**Instructions to follow**
Locate each line in the listing below that contains the word "like" and copy it out. Case counts.

**Data lines**
————
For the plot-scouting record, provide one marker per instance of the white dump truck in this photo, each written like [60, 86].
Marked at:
————
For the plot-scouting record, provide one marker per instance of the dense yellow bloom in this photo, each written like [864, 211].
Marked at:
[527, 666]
————
**Written reply**
For the plot-scouting record, provide one marker per instance of the white dump truck in this photo, each written like [60, 86].
For the plot-scouting record, provide one marker per instance of the dense yellow bloom in this photo, each written like [864, 211].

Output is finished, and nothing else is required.